__Listed entries__:

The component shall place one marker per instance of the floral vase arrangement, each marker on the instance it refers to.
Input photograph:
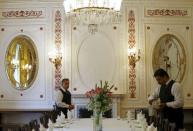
(100, 101)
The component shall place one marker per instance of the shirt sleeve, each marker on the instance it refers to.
(177, 92)
(59, 97)
(155, 94)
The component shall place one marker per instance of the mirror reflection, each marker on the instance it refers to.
(21, 62)
(169, 54)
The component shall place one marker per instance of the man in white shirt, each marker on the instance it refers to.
(171, 97)
(63, 98)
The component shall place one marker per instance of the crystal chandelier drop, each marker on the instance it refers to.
(93, 13)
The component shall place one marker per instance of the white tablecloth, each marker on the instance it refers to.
(108, 125)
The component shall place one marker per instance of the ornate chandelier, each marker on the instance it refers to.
(93, 13)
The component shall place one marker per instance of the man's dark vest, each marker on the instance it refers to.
(67, 100)
(173, 115)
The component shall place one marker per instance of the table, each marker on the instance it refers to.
(108, 125)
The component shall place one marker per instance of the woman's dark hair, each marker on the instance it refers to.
(161, 72)
(65, 79)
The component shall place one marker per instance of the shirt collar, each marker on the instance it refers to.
(168, 81)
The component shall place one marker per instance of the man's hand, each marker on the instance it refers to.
(71, 107)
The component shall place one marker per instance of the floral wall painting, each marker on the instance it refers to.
(169, 54)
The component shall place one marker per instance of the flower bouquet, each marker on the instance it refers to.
(100, 101)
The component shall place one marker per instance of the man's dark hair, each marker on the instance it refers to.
(161, 72)
(65, 79)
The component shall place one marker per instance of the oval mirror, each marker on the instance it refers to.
(169, 54)
(21, 62)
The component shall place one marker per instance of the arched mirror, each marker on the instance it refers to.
(169, 54)
(21, 62)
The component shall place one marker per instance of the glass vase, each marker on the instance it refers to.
(97, 121)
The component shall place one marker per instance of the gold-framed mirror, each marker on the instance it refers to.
(169, 54)
(21, 62)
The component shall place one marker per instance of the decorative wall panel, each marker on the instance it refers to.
(94, 58)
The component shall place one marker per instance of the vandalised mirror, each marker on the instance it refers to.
(169, 54)
(21, 62)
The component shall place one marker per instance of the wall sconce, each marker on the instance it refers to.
(55, 57)
(133, 57)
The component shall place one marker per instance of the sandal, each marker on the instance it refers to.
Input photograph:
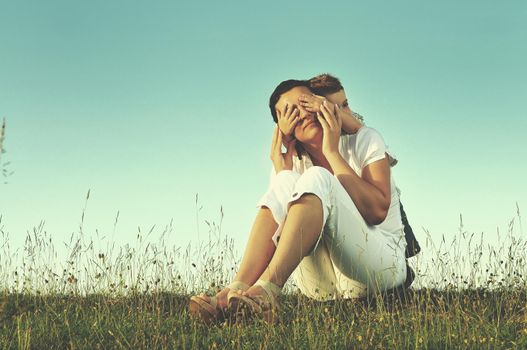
(208, 311)
(264, 306)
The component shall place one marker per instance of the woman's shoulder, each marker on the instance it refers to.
(365, 135)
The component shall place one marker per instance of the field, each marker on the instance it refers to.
(466, 295)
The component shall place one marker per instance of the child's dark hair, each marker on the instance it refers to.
(325, 84)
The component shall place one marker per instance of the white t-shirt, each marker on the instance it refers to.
(360, 150)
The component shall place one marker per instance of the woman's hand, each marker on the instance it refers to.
(313, 102)
(281, 161)
(331, 124)
(287, 120)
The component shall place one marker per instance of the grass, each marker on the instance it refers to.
(466, 295)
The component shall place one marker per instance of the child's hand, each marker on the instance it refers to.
(287, 120)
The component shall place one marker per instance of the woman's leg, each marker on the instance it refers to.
(258, 252)
(260, 246)
(301, 231)
(361, 252)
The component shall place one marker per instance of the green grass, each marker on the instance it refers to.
(97, 295)
(425, 319)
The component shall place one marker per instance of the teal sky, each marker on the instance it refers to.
(149, 103)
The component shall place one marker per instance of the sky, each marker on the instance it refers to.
(159, 109)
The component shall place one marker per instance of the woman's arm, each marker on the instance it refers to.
(312, 103)
(371, 193)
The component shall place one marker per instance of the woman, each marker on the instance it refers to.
(331, 214)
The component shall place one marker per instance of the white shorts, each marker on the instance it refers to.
(350, 258)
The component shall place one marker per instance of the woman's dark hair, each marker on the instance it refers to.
(282, 88)
(325, 84)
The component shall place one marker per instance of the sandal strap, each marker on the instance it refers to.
(238, 285)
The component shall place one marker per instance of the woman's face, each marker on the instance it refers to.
(340, 99)
(308, 129)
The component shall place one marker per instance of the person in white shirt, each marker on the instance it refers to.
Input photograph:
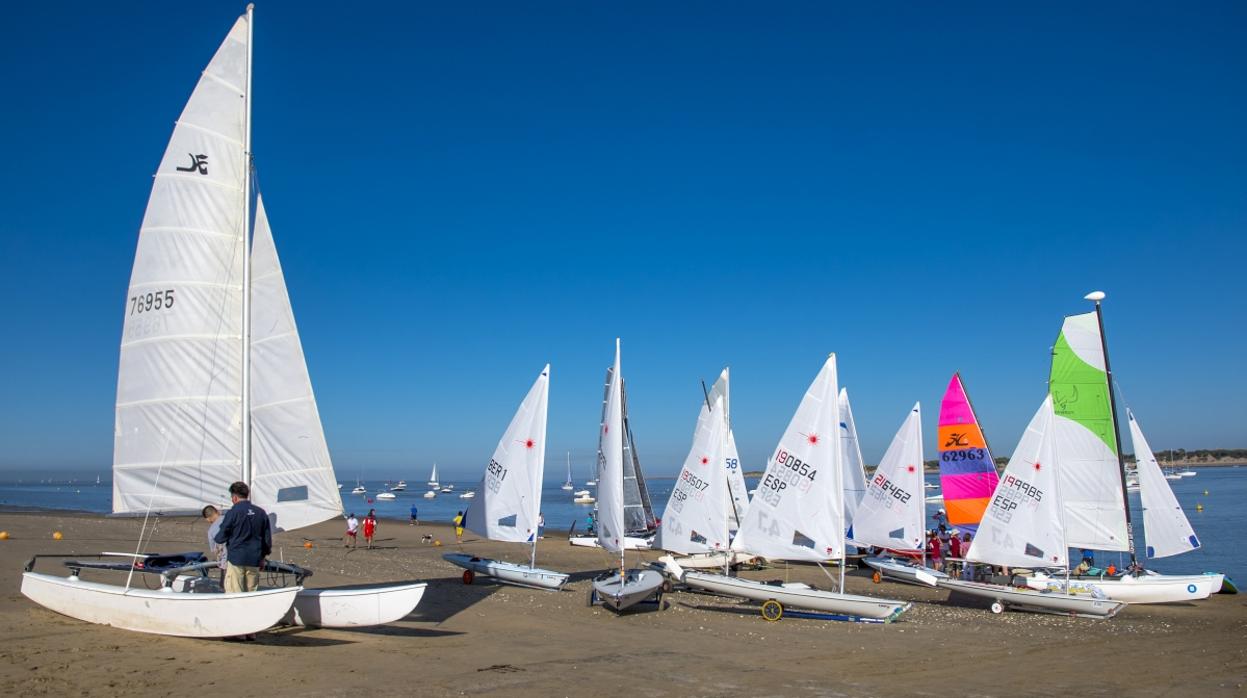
(352, 530)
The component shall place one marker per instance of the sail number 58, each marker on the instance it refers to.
(152, 301)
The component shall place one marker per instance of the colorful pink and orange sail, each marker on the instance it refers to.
(967, 471)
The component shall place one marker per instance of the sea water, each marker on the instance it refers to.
(1220, 491)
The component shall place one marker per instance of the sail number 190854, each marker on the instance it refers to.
(151, 301)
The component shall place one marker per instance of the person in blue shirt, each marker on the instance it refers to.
(248, 540)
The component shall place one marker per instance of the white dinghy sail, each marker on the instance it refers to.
(212, 385)
(509, 502)
(622, 588)
(798, 512)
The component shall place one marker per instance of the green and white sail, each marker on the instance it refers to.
(1095, 514)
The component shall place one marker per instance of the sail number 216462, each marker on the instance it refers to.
(151, 301)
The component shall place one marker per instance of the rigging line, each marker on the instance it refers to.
(147, 514)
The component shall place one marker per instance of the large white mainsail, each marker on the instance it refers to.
(1024, 525)
(892, 514)
(1165, 526)
(291, 475)
(610, 465)
(1095, 509)
(737, 489)
(696, 515)
(797, 512)
(178, 411)
(509, 495)
(854, 466)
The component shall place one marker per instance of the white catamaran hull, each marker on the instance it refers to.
(1147, 588)
(905, 571)
(1033, 600)
(619, 592)
(354, 607)
(160, 612)
(629, 542)
(509, 572)
(799, 596)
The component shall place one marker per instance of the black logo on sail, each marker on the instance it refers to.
(198, 163)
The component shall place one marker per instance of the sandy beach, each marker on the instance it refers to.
(490, 640)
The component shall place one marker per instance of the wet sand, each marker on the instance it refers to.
(490, 640)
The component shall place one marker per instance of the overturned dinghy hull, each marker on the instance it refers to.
(799, 596)
(1040, 601)
(621, 592)
(354, 607)
(630, 542)
(905, 571)
(163, 611)
(1147, 588)
(508, 572)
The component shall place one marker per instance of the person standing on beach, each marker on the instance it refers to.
(352, 539)
(216, 551)
(370, 527)
(248, 540)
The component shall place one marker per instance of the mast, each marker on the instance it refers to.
(1096, 297)
(246, 259)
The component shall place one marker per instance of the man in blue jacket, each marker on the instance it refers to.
(247, 537)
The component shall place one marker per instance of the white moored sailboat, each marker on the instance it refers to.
(798, 514)
(1024, 526)
(212, 384)
(510, 496)
(617, 588)
(1094, 466)
(893, 512)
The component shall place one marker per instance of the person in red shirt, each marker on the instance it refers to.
(933, 550)
(369, 527)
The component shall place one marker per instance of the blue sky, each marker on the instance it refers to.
(462, 193)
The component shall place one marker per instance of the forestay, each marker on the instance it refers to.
(509, 496)
(292, 474)
(180, 375)
(737, 490)
(697, 511)
(1023, 525)
(1095, 514)
(892, 514)
(1165, 525)
(610, 464)
(851, 458)
(797, 512)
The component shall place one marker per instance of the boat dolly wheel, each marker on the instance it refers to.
(772, 610)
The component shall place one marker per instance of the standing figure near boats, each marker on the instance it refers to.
(248, 540)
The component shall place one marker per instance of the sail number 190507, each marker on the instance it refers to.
(151, 301)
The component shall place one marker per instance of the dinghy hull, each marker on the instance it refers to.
(160, 612)
(1147, 588)
(354, 607)
(620, 593)
(510, 572)
(630, 542)
(799, 596)
(904, 571)
(1039, 601)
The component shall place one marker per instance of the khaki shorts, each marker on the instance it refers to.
(241, 578)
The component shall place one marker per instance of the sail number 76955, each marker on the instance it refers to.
(151, 301)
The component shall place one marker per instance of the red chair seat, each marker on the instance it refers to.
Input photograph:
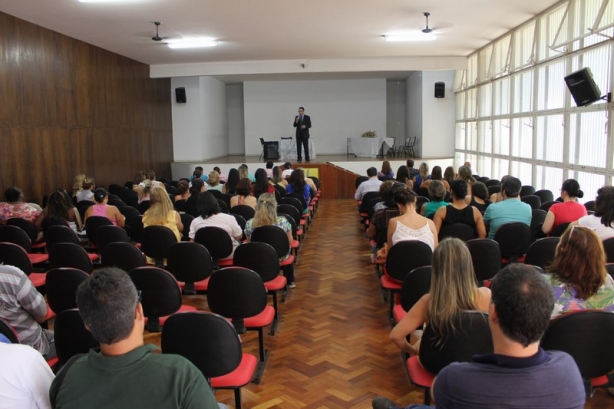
(261, 320)
(38, 279)
(418, 374)
(240, 376)
(36, 258)
(278, 283)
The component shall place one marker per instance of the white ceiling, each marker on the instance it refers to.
(260, 30)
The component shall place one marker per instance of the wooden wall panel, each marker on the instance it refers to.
(71, 108)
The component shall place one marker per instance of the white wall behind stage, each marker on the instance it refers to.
(339, 109)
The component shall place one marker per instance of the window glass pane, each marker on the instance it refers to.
(522, 137)
(550, 138)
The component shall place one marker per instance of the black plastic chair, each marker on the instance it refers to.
(262, 258)
(239, 294)
(191, 265)
(160, 295)
(71, 336)
(588, 336)
(62, 284)
(486, 258)
(155, 242)
(514, 240)
(211, 343)
(541, 252)
(125, 256)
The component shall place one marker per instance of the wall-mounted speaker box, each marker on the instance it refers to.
(180, 95)
(440, 90)
(582, 87)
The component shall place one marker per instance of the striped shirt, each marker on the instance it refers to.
(20, 304)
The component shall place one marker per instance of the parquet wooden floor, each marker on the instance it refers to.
(332, 348)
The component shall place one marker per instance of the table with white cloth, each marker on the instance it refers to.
(368, 147)
(287, 149)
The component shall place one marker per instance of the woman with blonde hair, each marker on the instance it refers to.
(453, 289)
(577, 275)
(162, 213)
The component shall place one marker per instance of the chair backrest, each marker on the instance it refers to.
(273, 235)
(416, 284)
(258, 257)
(486, 257)
(13, 255)
(189, 262)
(588, 336)
(541, 252)
(69, 255)
(236, 293)
(472, 337)
(92, 224)
(15, 235)
(514, 239)
(71, 336)
(62, 284)
(207, 340)
(405, 256)
(110, 234)
(459, 230)
(125, 256)
(246, 211)
(215, 240)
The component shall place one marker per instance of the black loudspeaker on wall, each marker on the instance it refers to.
(582, 87)
(440, 90)
(180, 95)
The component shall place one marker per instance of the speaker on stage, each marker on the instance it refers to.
(582, 87)
(180, 95)
(440, 90)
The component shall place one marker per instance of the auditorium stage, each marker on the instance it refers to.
(347, 162)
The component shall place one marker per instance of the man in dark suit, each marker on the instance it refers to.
(302, 123)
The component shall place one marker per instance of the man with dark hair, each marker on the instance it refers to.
(519, 374)
(510, 210)
(370, 185)
(302, 123)
(125, 373)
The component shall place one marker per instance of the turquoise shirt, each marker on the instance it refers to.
(507, 211)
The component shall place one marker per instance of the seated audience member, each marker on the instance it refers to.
(370, 185)
(214, 181)
(297, 184)
(162, 213)
(437, 192)
(266, 215)
(460, 212)
(386, 172)
(87, 193)
(199, 174)
(125, 373)
(568, 211)
(15, 207)
(22, 306)
(601, 222)
(243, 194)
(25, 378)
(410, 225)
(233, 180)
(102, 208)
(510, 210)
(59, 204)
(211, 215)
(262, 184)
(183, 190)
(453, 289)
(577, 275)
(479, 197)
(519, 313)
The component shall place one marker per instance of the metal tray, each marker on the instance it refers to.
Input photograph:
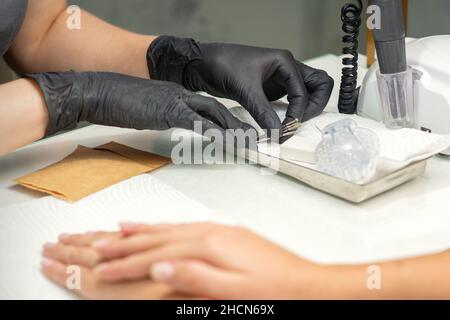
(340, 188)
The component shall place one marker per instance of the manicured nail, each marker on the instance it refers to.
(101, 243)
(47, 262)
(64, 236)
(128, 225)
(162, 271)
(49, 245)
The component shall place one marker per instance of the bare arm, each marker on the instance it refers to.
(23, 114)
(221, 262)
(46, 44)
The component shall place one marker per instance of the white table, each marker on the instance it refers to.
(276, 205)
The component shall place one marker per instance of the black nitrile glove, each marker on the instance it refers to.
(122, 101)
(249, 75)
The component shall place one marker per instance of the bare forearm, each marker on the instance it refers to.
(46, 44)
(23, 114)
(419, 278)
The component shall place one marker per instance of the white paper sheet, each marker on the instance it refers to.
(25, 228)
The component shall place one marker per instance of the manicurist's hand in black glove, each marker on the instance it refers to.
(123, 101)
(249, 75)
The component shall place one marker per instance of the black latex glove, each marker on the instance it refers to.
(127, 102)
(249, 75)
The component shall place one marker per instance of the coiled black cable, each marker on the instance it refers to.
(351, 23)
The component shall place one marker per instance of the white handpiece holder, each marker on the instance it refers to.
(397, 99)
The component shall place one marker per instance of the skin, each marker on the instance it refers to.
(45, 44)
(221, 262)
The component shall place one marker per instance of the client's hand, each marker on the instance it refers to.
(76, 250)
(201, 260)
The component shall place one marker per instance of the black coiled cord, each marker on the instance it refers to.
(351, 22)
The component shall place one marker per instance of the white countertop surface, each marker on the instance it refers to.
(275, 205)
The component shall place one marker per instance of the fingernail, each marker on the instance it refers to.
(127, 225)
(49, 245)
(64, 236)
(162, 271)
(46, 262)
(101, 243)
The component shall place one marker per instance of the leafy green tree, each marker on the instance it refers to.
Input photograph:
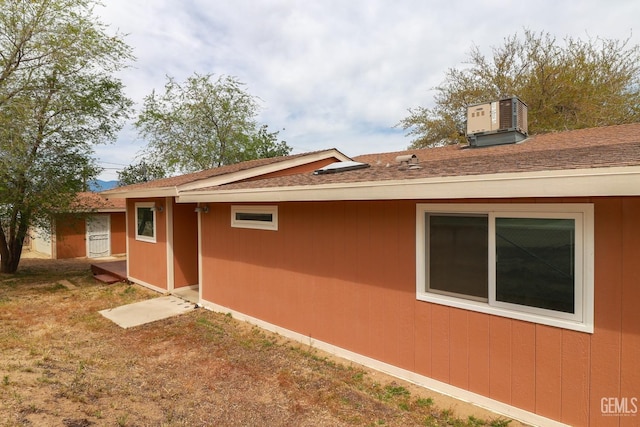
(204, 123)
(140, 172)
(572, 85)
(57, 99)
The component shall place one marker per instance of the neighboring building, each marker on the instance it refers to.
(95, 230)
(505, 275)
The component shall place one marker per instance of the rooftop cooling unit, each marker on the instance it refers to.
(499, 122)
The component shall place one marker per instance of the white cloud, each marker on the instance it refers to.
(334, 73)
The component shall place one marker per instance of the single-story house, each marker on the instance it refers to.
(95, 229)
(506, 275)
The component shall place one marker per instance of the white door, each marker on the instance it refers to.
(98, 241)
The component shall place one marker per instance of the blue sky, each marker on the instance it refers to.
(332, 73)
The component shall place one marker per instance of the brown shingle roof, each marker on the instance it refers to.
(92, 201)
(576, 149)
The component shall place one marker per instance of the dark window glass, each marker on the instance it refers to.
(535, 262)
(145, 222)
(249, 216)
(458, 255)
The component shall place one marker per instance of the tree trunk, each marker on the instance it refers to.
(9, 264)
(11, 249)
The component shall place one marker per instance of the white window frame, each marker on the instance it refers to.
(142, 238)
(582, 213)
(259, 225)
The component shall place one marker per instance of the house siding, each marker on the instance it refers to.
(344, 273)
(70, 239)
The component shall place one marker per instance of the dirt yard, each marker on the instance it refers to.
(63, 364)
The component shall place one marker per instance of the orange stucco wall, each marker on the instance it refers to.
(185, 245)
(118, 233)
(147, 261)
(344, 273)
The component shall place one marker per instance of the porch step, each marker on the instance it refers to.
(110, 272)
(106, 278)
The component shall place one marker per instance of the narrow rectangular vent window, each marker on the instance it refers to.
(258, 217)
(254, 216)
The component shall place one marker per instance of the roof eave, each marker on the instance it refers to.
(612, 181)
(263, 170)
(140, 193)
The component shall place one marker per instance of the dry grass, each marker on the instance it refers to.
(63, 364)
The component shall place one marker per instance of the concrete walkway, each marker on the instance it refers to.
(140, 313)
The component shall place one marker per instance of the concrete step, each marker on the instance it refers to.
(107, 278)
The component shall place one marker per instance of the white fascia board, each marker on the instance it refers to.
(263, 170)
(141, 193)
(615, 181)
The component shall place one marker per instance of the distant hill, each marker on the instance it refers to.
(100, 185)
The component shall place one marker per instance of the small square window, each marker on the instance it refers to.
(258, 217)
(145, 222)
(457, 254)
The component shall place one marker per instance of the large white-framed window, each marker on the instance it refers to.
(258, 217)
(532, 262)
(146, 221)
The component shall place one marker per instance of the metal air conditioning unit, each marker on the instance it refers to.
(498, 122)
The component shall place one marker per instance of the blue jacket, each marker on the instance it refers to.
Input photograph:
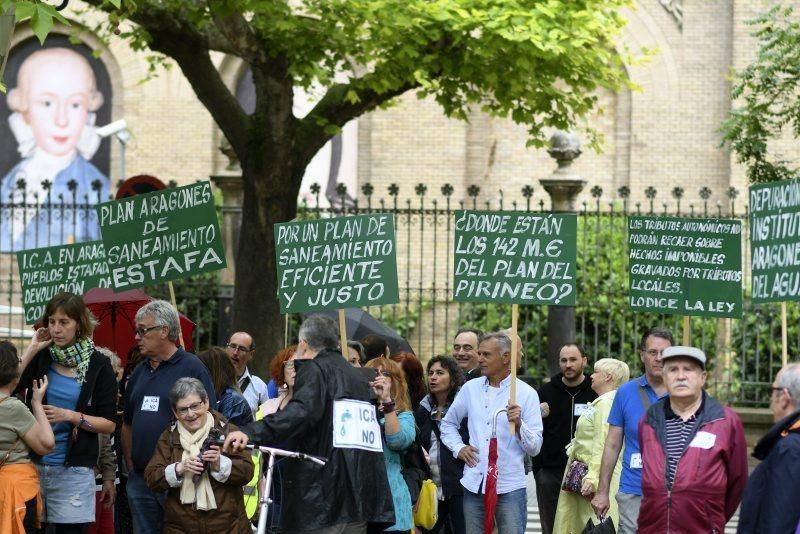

__Given task__: From the items above, list every line that contains the word "green". Case matters, so treat capital and lowercase letters as different.

__Finished exercise__:
The component shall place one marker per instance of the green grass, each marker on the instance it refers to.
The component shall place one marker per instance of the green and white sail, each marker on the instance it refers to.
The component shall place one marker per instance of the leafy green tree, each marker on the instance it refers to.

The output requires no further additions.